* Exercise objective
Please find each line in the records below that contains the word "road" and copy every such line.

* Records shown
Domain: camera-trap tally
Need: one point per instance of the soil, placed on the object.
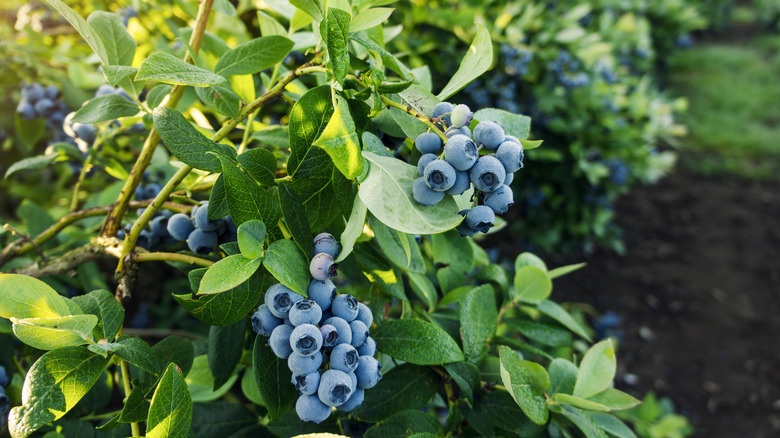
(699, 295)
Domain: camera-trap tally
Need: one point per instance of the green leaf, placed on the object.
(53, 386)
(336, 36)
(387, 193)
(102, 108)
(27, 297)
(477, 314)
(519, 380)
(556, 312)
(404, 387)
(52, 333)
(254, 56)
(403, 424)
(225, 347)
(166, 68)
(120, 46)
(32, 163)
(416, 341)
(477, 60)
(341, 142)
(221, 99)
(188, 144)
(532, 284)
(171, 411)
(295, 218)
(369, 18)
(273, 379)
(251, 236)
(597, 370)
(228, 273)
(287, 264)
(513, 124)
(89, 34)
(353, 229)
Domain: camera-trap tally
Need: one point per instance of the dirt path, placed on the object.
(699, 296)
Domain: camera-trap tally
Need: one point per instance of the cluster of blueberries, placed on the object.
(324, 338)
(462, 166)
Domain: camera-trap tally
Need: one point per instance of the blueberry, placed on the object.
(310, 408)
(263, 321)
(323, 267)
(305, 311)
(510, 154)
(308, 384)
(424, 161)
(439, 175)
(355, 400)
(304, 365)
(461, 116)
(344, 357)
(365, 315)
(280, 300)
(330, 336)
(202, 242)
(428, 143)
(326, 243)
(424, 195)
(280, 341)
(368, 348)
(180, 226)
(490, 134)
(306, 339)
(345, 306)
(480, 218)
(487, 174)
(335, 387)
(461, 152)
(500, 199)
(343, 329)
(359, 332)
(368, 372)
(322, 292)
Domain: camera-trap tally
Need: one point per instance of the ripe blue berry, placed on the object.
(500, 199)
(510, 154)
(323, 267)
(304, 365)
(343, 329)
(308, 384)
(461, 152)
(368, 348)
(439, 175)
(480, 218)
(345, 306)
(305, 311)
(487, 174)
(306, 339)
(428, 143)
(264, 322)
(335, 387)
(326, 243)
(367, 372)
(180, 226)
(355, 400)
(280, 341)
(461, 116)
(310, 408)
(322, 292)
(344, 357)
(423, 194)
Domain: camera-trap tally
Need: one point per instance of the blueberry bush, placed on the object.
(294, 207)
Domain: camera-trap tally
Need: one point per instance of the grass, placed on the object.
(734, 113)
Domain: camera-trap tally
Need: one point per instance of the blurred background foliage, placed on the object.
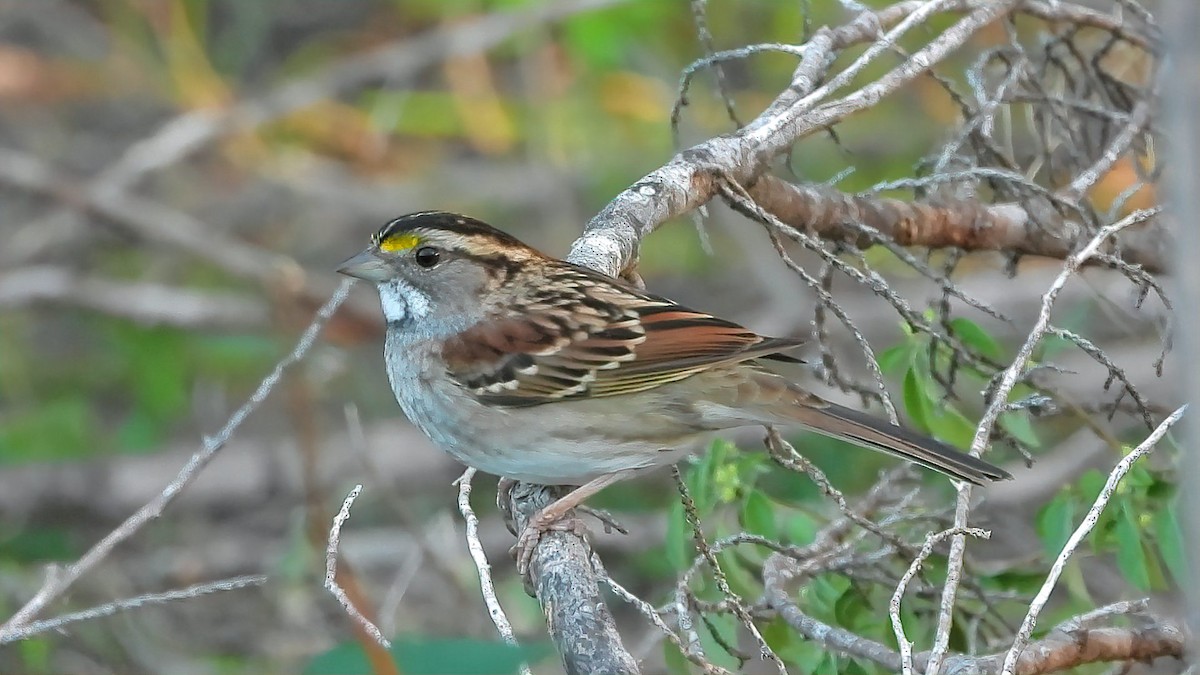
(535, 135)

--

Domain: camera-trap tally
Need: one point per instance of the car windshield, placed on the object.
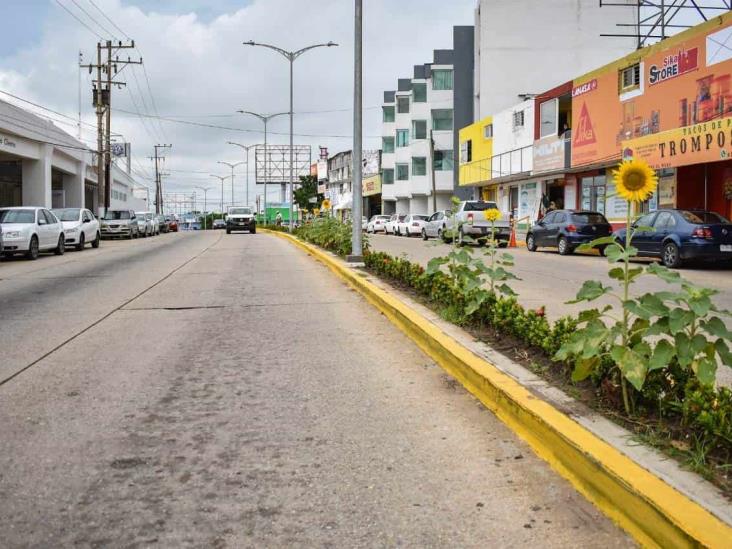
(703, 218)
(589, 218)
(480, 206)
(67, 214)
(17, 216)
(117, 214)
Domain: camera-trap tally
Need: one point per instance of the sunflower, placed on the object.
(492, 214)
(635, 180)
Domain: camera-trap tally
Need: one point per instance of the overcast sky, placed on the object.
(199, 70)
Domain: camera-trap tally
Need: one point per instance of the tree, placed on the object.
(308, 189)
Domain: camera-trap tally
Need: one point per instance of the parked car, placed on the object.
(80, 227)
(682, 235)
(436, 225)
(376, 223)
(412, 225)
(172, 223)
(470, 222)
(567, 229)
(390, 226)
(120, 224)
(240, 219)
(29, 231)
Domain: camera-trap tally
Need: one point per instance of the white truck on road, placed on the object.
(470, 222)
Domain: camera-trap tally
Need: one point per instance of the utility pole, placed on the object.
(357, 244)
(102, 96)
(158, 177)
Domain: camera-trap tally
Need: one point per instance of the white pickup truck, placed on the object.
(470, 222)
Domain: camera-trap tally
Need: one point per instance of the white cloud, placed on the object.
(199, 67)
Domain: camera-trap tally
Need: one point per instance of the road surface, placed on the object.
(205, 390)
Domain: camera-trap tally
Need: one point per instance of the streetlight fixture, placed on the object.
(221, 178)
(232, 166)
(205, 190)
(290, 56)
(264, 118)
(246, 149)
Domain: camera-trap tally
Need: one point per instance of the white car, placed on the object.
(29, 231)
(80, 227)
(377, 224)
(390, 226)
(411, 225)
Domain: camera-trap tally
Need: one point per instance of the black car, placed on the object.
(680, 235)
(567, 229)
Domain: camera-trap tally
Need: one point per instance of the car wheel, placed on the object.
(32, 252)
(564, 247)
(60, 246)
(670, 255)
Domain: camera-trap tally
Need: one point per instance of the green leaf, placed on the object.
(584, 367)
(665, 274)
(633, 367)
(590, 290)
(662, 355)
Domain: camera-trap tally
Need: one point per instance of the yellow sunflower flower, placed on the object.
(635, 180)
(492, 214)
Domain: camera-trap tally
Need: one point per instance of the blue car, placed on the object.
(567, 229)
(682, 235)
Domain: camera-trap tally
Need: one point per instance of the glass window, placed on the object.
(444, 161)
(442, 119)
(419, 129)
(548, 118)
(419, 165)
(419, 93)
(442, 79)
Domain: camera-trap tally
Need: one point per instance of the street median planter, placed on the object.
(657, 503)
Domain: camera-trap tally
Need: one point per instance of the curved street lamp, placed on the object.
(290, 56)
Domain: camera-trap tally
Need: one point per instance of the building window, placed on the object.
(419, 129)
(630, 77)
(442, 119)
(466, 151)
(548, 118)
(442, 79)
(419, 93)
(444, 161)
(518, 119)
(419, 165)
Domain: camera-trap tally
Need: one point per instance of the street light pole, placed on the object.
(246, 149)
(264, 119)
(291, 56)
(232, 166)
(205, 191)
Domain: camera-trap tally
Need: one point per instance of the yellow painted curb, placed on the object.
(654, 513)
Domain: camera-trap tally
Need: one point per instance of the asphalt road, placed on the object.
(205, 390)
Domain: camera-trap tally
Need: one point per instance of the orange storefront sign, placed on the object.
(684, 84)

---

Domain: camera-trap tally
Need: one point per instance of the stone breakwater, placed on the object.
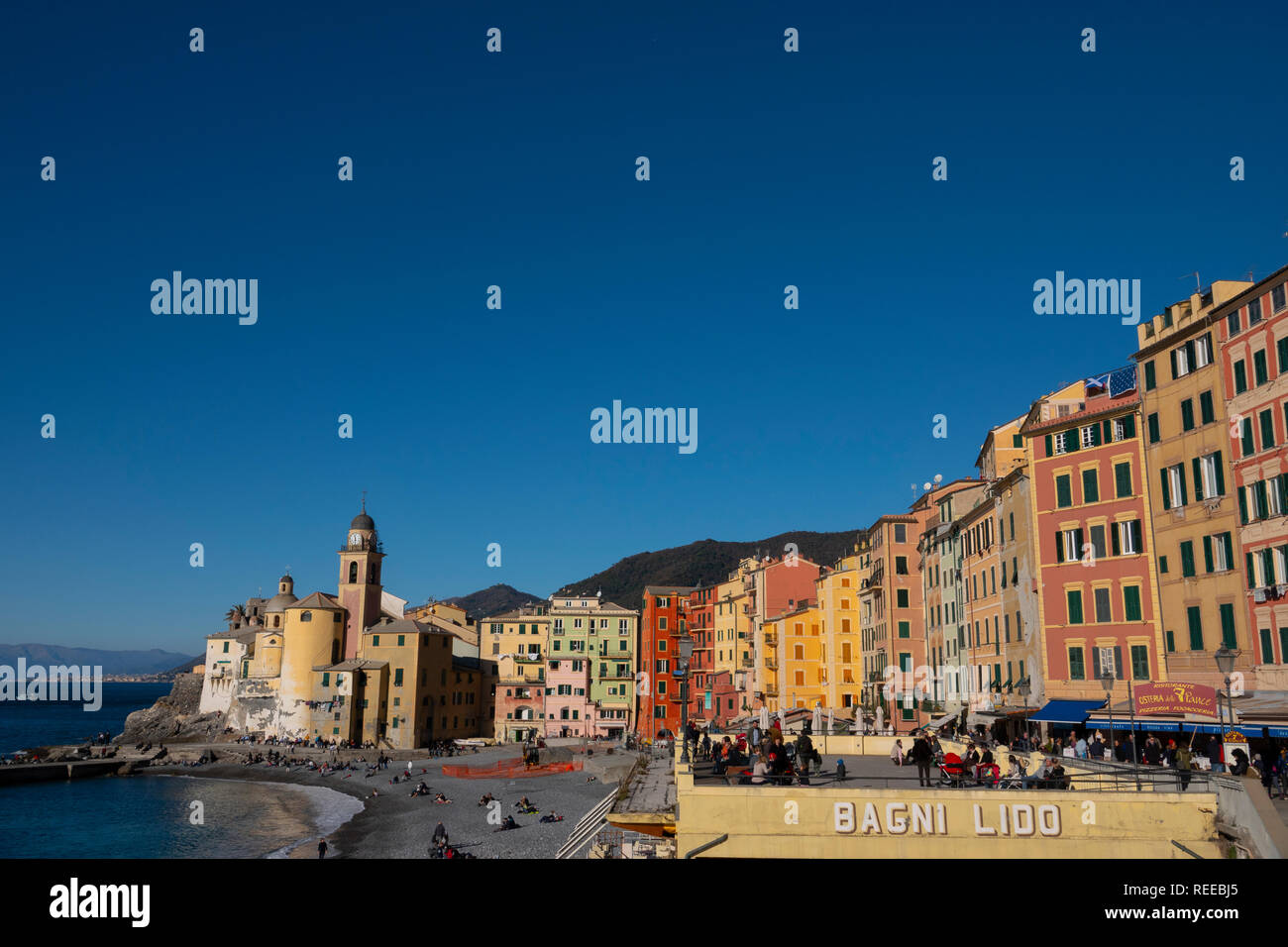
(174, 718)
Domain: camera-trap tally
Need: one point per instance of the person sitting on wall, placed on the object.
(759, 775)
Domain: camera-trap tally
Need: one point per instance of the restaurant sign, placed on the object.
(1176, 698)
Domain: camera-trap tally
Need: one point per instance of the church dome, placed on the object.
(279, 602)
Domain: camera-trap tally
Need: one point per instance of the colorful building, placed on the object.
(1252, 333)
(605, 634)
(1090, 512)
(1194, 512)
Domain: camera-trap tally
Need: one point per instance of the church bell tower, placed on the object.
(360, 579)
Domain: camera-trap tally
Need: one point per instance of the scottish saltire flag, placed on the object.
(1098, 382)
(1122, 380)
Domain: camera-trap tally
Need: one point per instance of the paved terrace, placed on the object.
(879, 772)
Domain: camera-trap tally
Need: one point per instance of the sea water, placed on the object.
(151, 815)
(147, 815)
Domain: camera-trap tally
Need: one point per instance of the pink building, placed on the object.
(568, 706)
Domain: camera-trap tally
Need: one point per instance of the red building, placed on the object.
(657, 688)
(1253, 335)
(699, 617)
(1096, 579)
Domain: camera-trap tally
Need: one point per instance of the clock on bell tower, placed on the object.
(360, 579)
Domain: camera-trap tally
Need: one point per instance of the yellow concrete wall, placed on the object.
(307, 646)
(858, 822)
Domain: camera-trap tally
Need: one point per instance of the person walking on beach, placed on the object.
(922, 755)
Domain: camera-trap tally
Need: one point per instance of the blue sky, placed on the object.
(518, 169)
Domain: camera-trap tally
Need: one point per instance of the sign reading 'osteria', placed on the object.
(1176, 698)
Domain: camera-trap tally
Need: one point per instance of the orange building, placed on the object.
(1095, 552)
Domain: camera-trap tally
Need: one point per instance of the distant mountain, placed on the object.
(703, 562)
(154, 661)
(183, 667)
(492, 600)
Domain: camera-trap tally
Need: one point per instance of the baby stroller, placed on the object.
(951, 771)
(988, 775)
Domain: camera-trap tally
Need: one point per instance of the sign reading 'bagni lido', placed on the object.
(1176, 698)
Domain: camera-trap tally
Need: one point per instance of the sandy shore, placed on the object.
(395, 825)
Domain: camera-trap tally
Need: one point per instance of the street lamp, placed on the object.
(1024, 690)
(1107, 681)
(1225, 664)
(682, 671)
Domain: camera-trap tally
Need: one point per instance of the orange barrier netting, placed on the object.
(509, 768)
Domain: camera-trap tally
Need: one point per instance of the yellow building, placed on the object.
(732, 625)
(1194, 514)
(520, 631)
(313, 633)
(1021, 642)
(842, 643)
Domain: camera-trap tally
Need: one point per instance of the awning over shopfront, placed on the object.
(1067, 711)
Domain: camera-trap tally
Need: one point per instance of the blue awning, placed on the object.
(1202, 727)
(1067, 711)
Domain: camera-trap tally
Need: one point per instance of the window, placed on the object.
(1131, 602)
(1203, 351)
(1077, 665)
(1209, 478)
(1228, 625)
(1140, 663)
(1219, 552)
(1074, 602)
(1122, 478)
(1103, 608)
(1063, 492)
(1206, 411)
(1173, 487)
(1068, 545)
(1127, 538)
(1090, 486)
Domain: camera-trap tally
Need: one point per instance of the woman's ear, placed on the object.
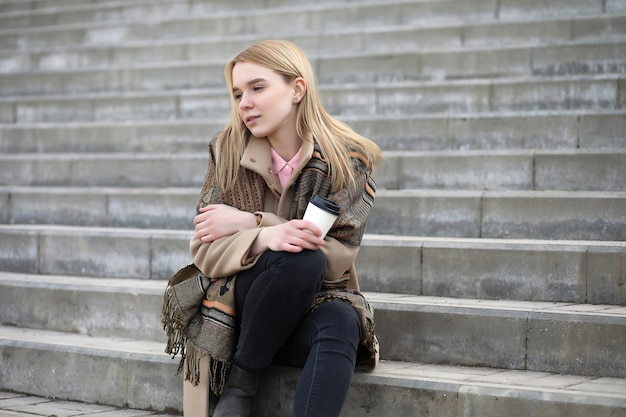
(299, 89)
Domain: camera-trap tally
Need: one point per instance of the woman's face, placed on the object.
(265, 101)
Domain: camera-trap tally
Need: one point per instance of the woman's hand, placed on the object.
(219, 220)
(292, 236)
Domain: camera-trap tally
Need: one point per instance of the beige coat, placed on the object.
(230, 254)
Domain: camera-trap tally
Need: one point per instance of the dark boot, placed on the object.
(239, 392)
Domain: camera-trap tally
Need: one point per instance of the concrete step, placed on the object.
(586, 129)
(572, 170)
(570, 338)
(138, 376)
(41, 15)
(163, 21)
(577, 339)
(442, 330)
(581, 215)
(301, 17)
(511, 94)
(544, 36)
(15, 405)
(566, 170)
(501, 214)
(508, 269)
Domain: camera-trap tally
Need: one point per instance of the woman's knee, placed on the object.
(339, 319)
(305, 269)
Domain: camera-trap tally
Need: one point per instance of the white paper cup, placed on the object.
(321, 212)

* Correct response
Need: one point per instance of the white truck on road, placed on the object.
Need: one point per instance of the road surface, placed on the object.
Need: one point per instance of the asphalt road, placed on the object.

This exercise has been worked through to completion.